start ENTRIES

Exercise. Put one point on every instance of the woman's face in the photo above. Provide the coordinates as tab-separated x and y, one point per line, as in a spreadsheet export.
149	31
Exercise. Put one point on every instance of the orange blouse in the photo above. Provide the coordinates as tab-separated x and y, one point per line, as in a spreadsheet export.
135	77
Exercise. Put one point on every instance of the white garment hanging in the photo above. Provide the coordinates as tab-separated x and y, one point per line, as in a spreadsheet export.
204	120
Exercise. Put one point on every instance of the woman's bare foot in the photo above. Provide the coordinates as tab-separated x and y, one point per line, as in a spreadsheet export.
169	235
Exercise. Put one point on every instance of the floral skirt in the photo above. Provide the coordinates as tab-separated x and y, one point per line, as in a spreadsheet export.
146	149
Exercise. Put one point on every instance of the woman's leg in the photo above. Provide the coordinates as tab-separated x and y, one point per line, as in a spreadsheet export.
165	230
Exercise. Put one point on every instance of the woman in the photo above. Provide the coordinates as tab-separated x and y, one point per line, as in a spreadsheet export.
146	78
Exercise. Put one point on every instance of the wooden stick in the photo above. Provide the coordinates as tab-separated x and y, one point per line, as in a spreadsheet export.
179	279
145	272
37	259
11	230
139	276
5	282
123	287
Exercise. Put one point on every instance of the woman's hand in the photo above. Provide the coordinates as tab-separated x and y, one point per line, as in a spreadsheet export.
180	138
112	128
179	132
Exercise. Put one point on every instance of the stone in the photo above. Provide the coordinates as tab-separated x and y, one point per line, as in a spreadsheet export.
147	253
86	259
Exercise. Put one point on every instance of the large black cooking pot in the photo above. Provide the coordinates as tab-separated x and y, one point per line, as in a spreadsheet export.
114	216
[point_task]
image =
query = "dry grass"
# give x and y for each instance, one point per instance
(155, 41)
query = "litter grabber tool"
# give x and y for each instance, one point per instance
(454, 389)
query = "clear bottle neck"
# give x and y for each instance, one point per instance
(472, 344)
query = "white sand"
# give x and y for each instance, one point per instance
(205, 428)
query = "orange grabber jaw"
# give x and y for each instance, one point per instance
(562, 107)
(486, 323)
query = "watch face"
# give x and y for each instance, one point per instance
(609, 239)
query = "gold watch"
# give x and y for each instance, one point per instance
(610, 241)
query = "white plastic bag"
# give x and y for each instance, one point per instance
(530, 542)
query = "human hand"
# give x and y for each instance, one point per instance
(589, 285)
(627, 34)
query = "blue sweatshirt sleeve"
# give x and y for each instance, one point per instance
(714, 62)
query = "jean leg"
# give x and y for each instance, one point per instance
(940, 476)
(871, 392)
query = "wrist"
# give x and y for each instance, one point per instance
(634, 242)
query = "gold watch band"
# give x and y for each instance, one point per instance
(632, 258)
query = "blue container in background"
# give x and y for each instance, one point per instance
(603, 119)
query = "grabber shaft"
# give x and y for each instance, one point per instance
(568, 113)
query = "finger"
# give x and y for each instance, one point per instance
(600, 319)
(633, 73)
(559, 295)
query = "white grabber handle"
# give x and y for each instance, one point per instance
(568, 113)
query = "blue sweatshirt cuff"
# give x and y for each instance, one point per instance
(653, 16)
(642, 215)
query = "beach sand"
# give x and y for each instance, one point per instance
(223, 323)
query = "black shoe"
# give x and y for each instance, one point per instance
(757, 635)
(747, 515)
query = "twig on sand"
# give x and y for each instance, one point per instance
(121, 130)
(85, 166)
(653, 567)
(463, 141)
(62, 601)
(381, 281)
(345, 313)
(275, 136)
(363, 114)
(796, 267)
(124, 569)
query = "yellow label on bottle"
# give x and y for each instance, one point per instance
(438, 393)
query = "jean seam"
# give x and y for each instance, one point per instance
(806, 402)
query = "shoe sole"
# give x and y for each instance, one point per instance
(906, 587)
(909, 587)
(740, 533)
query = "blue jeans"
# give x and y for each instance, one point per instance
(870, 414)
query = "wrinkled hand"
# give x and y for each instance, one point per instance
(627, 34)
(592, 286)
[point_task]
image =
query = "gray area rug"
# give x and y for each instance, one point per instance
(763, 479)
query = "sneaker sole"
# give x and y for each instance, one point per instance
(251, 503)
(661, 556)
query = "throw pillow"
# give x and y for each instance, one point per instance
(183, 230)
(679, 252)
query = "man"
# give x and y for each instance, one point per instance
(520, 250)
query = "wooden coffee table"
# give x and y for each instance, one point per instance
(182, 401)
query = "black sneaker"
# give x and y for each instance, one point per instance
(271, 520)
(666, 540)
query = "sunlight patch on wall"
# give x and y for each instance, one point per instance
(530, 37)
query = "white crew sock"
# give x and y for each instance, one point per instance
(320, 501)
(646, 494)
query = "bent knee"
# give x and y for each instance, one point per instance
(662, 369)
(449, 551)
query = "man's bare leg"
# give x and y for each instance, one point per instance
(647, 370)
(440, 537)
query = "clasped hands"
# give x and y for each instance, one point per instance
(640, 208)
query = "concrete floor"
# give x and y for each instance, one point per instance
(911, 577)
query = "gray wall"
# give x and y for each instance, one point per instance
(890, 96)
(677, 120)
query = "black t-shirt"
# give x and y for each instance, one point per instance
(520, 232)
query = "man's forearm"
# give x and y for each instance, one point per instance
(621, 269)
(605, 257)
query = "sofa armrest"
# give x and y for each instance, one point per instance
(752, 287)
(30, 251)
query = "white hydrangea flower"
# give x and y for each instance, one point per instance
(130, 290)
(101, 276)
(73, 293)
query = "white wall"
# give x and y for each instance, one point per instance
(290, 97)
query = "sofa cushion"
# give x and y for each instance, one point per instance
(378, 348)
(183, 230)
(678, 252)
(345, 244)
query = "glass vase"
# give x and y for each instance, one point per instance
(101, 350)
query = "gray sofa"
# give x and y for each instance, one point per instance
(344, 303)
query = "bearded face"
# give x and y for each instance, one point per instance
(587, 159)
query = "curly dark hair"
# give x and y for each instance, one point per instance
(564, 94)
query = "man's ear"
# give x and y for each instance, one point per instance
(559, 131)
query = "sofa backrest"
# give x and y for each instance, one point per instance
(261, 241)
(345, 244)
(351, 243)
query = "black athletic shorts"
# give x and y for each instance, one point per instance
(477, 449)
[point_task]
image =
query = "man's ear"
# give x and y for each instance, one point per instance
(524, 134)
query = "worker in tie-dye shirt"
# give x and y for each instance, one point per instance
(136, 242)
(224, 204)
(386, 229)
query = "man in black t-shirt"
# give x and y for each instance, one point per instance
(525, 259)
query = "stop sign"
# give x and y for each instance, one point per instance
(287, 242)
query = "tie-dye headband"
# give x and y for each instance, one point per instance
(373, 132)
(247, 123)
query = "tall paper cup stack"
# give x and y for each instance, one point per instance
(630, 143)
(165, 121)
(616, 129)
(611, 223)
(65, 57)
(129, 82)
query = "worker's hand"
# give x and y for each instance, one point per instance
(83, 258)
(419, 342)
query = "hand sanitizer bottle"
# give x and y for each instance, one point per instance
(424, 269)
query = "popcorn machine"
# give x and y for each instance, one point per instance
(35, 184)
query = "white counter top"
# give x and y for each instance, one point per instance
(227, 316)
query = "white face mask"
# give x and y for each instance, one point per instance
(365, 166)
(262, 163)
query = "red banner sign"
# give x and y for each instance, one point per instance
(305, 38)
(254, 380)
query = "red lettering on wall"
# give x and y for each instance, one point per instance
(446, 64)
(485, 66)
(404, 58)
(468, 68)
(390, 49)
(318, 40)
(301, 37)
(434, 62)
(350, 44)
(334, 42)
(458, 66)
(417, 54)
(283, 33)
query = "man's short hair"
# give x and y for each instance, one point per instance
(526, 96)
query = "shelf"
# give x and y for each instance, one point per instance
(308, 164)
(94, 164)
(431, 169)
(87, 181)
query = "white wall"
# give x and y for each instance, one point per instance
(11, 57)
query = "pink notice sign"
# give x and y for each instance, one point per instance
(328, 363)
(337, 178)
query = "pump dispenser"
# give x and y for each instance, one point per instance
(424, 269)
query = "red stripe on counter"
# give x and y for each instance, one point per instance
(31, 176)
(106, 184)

end ENTRIES

Can you gather every line above that contains the string "grabber" and copy each one out in full?

query = "litter grabber tool"
query = "orange grabber jaw"
query = "grabber shaft"
query = "white grabber handle"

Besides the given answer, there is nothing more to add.